» **TO DO**
The records that follow must be repeated verbatim, every one of them.

» **EXTRACTED ENTRIES**
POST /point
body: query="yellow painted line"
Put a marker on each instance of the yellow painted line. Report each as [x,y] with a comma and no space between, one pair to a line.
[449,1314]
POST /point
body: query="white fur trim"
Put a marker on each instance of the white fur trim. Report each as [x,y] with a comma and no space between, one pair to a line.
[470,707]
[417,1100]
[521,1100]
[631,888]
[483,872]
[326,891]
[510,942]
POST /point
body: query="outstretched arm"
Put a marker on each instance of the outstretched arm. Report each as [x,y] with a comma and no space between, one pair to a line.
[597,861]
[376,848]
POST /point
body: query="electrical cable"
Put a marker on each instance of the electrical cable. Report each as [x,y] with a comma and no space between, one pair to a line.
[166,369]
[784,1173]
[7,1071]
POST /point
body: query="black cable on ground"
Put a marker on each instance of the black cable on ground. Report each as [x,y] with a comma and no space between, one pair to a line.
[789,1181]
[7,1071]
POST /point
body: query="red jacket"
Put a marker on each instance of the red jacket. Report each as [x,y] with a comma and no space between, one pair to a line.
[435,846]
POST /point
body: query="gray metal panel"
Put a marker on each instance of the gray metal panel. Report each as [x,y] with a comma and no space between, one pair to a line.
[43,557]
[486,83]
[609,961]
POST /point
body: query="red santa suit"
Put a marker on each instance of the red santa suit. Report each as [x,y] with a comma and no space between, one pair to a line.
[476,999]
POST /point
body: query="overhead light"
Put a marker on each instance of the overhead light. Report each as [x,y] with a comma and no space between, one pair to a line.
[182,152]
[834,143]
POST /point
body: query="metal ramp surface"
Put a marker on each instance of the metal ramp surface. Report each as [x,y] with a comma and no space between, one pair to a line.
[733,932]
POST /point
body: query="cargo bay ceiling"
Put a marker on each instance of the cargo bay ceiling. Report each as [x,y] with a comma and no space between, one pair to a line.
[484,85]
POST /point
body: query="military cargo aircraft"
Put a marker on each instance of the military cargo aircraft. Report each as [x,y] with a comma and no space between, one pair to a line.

» **CORRECT OUTPUT**
POST /point
body: query="yellow painted line"
Put a marker on each instance of the yellow painted line. Report each as [x,y] with a comma and no space between, one pair to a line.
[449,1314]
POST /point
body: query="white fur trim"
Put a marker on each instance of the white fur trim. Report each as [x,y] with a comma and no space between, one pair to a line.
[470,707]
[417,1100]
[521,1100]
[631,888]
[483,872]
[326,891]
[510,942]
POST /point
body: query="outstretched arm"
Put a marker on each instance of the outstretched arm. Report each as [x,y] with a comma and no space between, one pair to a line.
[597,861]
[376,848]
POST /point
body: query="electrical cable"
Put a marker on each instance of the electrical cable. Report each as [x,y] with a comma and no space between, one pair to a line.
[166,369]
[784,1173]
[7,1071]
POST /point
body: query="black cable on ground"
Put a marker on each instance of the black cable on ground. Report each as [x,y] with a comma and no space between, one pair to a line.
[789,1181]
[7,1071]
POST /point
body: query="red jacket"
Put a marker on each instance of the red jacket. Report each as [x,y] with a comma and no space between, one pair to a line.
[435,846]
POST /point
body: query="gray metal panel"
Put a marker on each instance of the gray metal panel. Report each as [x,y] with a comma and no space between, one pair to a line.
[43,557]
[486,83]
[609,961]
POST /point
body: query="red santa suit"
Put a marker on each instance of the red santa suit. Report each as [x,y] with a comma and no space between, one pair to a line.
[476,999]
POST /point
body: query="overhead light"
Put a marker on each instance of the overhead light. Report each as [x,y] with a comma and no space between, one pair to a line.
[182,152]
[834,143]
POST /point
body: query="metal ramp surface"
Put a marker on each instance of the metal ramp surface. Report each as [x,y] with a comma and no space between, one pair to a line.
[733,932]
POST /point
body: query="cargo bay ceiling"
Put a marker on each instance of the cargo bay ceiling. Report each as [x,y] with a comma and no space between, one pair to a line.
[484,85]
POST /point
body: query="military cargo aircraft"
Put a marker on each instance of the military cargo aircraft. Report each as [x,y] with a comma and no space between, one pair to a line.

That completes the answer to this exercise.